#' Fit a Latent Semantic Scaling model
#'
#' Latent Semantic Scaling (LSS) is a word embedding-based semisupervised algorithm
#' for document scaling.
#' @param x a dfm or fcm created by [quanteda::dfm()] or [quanteda::fcm()]
#' @param seeds a character vector or named numeric vector that contains seed
#' words. If seed words contain "*", they are interpreted as glob patterns.
#' See [quanteda::valuetype].
#' @param terms a character vector or named numeric vector that specify words
#' for which polarity scores will be computed; if a numeric vector, words' polarity
#' scores will be weighted accordingly; if `NULL`, all the features of
#' [quanteda::dfm()] or [quanteda::fcm()] will be used.
#' @param weight weighting scheme passed to [quanteda::dfm_weight()]. Ignored
#' when `engine` is "rsparse".
#' @param simil_method specifies method to compute similarity between features.
#' The value is passed to [quanteda.textstats::textstat_simil()], "cosine" is
#' used otherwise.
#' @param cache if `TRUE`, save result of SVD for next execution with identical
#' `x` and settings. Use the `base::options(lss_cache_dir)` to change the
#' location cache files to be save.
#' @param engine select the engine to factorize `x` to generate word vectors. Choose
#' from [RSpectra::svds()], [irlba::irlba()], [rsvd::rsvd()], and
#' [rsparse::GloVe()].
#' @param auto_weight automatically determine weights to approximate the
#' polarity of terms to seed words. See details.
#' @param verbose show messages if `TRUE`.
#' @param ... additional arguments passed to the underlying engine.

• Exercise instructions:
1 > Answer these from the LSS documentation:
(a) How are seed words that contain "*" interpreted?
(b) Under what setting is the `weight` argument ignored?
(c) What option changes the location where cache files are saved?
2 > Extend the LSS model documentation past its last line, keeping the same roxygen comment style.

• Raw data:
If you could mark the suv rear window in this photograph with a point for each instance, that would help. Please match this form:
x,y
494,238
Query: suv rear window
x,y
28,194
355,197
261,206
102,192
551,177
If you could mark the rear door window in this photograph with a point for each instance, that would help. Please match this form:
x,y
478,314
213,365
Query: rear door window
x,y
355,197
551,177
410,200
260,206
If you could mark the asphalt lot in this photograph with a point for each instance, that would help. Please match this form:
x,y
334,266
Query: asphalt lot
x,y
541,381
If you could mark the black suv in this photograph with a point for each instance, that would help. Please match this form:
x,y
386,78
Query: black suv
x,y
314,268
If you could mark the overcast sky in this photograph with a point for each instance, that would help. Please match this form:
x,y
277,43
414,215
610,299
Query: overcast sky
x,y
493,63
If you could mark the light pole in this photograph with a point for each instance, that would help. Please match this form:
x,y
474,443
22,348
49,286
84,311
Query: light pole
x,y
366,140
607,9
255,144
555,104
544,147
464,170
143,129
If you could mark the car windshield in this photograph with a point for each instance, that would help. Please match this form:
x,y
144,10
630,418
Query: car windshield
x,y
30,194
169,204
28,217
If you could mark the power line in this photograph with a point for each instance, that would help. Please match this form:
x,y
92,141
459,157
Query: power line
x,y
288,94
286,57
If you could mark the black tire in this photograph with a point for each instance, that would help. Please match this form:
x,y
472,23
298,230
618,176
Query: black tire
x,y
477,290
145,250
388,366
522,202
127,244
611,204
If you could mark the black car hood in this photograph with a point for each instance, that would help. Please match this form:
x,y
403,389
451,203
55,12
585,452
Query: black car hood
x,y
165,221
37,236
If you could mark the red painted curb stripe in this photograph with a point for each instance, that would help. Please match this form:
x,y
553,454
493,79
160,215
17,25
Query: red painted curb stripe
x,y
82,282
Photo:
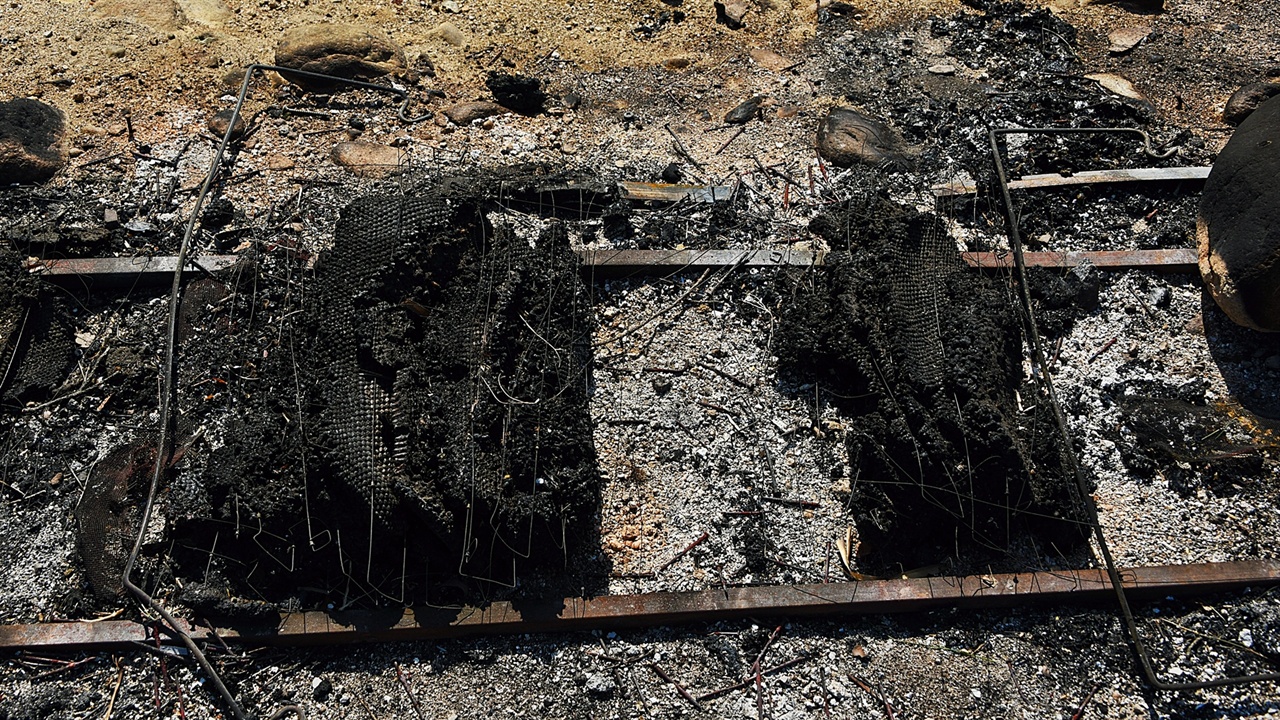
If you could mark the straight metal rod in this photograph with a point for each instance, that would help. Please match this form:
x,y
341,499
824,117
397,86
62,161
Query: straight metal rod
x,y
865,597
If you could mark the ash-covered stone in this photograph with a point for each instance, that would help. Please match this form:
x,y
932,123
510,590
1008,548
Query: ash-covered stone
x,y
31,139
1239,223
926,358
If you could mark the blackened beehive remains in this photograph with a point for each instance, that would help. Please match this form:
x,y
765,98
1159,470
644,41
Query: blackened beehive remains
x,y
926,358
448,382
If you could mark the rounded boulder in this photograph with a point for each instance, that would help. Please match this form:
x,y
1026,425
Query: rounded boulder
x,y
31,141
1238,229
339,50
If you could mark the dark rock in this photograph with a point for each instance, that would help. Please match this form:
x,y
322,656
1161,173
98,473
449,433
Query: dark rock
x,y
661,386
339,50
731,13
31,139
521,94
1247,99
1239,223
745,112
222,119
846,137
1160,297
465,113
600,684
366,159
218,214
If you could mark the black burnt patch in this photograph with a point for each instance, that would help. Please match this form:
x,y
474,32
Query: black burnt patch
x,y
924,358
==
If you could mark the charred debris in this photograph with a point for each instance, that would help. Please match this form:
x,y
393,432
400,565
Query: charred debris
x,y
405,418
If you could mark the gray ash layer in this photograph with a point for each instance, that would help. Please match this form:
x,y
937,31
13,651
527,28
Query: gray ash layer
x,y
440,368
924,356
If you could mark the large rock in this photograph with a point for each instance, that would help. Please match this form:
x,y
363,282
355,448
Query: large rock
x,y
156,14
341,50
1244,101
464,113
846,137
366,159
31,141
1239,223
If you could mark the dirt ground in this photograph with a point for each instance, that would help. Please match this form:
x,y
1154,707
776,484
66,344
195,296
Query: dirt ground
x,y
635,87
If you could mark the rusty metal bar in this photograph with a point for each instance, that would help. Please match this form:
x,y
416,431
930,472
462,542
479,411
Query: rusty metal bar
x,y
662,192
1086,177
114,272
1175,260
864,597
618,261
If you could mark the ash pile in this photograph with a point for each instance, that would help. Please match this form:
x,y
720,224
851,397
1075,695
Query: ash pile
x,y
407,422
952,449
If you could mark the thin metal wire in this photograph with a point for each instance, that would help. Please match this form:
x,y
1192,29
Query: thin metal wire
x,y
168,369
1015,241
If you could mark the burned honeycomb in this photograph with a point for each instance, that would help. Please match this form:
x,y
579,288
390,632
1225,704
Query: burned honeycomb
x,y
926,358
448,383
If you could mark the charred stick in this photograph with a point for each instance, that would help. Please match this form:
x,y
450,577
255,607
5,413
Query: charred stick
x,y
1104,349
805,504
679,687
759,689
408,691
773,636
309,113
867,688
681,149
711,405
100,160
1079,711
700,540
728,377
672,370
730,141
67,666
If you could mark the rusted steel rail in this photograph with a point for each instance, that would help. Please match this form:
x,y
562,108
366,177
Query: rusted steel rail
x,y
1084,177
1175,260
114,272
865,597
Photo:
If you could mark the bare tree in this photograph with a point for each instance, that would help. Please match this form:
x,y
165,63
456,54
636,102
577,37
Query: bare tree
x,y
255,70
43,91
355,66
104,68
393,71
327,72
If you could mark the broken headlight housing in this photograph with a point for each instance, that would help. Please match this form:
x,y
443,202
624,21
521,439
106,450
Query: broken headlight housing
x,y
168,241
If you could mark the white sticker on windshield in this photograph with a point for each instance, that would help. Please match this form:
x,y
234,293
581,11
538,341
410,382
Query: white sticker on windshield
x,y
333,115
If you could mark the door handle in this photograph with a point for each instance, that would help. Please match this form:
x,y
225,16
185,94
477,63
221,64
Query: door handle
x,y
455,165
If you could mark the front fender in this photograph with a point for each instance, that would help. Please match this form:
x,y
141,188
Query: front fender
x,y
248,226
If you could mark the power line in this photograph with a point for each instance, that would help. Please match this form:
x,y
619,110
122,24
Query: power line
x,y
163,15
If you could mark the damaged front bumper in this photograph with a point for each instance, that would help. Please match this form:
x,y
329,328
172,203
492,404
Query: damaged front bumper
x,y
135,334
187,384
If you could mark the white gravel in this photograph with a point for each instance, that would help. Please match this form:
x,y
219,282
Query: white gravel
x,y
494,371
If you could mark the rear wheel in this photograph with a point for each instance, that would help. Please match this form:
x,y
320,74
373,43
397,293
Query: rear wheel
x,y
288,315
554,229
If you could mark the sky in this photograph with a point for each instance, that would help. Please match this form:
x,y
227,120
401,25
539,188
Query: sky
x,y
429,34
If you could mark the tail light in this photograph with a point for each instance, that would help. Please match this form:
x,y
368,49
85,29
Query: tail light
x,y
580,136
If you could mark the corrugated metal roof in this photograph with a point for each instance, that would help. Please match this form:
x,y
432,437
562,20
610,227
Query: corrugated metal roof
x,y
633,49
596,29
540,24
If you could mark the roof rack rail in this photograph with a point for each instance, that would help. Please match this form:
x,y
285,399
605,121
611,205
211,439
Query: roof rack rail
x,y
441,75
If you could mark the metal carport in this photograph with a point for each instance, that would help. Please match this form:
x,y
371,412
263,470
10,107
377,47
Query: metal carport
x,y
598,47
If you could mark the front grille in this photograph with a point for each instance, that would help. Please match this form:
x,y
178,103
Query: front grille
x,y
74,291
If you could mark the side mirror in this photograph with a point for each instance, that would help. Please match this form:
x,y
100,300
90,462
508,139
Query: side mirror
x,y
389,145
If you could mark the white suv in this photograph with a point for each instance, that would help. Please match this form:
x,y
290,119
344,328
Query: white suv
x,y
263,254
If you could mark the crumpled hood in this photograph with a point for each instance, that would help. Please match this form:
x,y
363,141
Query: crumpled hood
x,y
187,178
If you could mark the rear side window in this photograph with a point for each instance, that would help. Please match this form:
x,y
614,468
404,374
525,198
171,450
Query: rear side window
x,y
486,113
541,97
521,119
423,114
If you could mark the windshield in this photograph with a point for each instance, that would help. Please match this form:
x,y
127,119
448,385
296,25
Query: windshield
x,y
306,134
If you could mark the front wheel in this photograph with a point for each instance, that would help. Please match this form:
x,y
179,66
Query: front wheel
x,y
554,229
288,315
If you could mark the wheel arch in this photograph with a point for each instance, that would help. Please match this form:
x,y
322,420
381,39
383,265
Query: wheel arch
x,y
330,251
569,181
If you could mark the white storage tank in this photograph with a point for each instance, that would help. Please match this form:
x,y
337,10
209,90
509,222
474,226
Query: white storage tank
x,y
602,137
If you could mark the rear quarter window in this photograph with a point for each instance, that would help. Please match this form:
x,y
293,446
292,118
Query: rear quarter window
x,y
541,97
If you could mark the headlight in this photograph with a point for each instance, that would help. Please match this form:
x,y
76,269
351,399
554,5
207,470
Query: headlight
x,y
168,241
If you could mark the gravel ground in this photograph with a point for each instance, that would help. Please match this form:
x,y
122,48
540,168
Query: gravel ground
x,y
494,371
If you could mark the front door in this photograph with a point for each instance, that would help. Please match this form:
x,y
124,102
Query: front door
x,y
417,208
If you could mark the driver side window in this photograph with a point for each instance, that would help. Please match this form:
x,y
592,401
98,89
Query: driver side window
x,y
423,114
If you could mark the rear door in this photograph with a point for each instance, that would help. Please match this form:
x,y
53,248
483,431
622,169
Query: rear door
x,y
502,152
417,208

• Expected responses:
1 >
(a) As glob patterns.
(b) When `engine` is "rsparse".
(c) `base::options(lss_cache_dir)`.

2 >
#' @export
#' @details Latent Semantic Scaling (LSS) is a semisupervised document scaling
#' method. `textmodel_lss()` constructs word vectors from use-provided
#' documents (`x`) and weights words (`terms`) based on their semantic
#' proximity to seed words (`seeds`). Seed words are any known polarity words
#' (e.g. sentiment words) that users should manually choose. The required
#' number of seed words are usually 5 to 10 for each end of the scale.
#'
#' If `seeds` is a named numeric vector with positive and negative values, a
#' bipolar LSS model is construct; if `seeds` is a character vector, a
#' unipolar LSS model. Usually bipolar models perform better in document
#' scaling because both ends of the scale are defined by the user.
#'
#' A seed word's polarity score computed by `textmodel_lss()` tends to diverge
#' from its original score given by the user because it's score is affected
#' not only by its original score but also by the original scores of all other
#' seed words. If `auto_weight = TRUE`, the original scores are weighted
#' automatically using [stats::optim()] to minimize the squared difference
#' between seed words' computed and original scores. Weighted scores are saved
#' in `seed_weighted` in the object.
#'
#' Please visit the [package website](https://koheiw.github.io/LSX/) for examples.
#' @references Watanabe, Kohei. 2020. "Latent Semantic Scaling: A Semisupervised
#' Text Analysis Technique for New Domains and Languages", Communication
#' Methods and Measures. \doi{10.1080/19312458.2020.1832976}.
#'
#' Watanabe, Kohei. 2017. "Measuring News Bias: Russia's Official News Agency
#' ITAR-TASS' Coverage of the Ukraine Crisis" European Journal of
#' Communication. \doi{10.1177/0267323117695735}.
#' @export
textmodel_lss <- function(x, ...) {
UseMethod("textmodel_lss")
}
#' @rdname textmodel_lss
#' @param k the number of singular values requested to the SVD engine. Only used
#' when `x` is a `dfm`.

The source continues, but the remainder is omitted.